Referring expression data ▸
+-------+
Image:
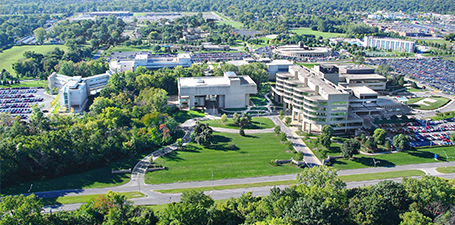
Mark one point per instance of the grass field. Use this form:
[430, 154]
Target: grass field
[10, 56]
[96, 178]
[249, 158]
[308, 65]
[301, 31]
[447, 169]
[33, 83]
[427, 105]
[85, 198]
[257, 123]
[423, 155]
[381, 175]
[234, 24]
+-------+
WORK INSTRUCTION ▸
Write out all the records exactly, omitting the images.

EXERCISE SOLUTION ▸
Image:
Mark one point per instance of the grass field. Use this form:
[430, 154]
Target: grass field
[10, 56]
[96, 178]
[249, 158]
[308, 65]
[301, 31]
[447, 169]
[33, 83]
[427, 105]
[85, 198]
[257, 123]
[423, 155]
[381, 175]
[234, 24]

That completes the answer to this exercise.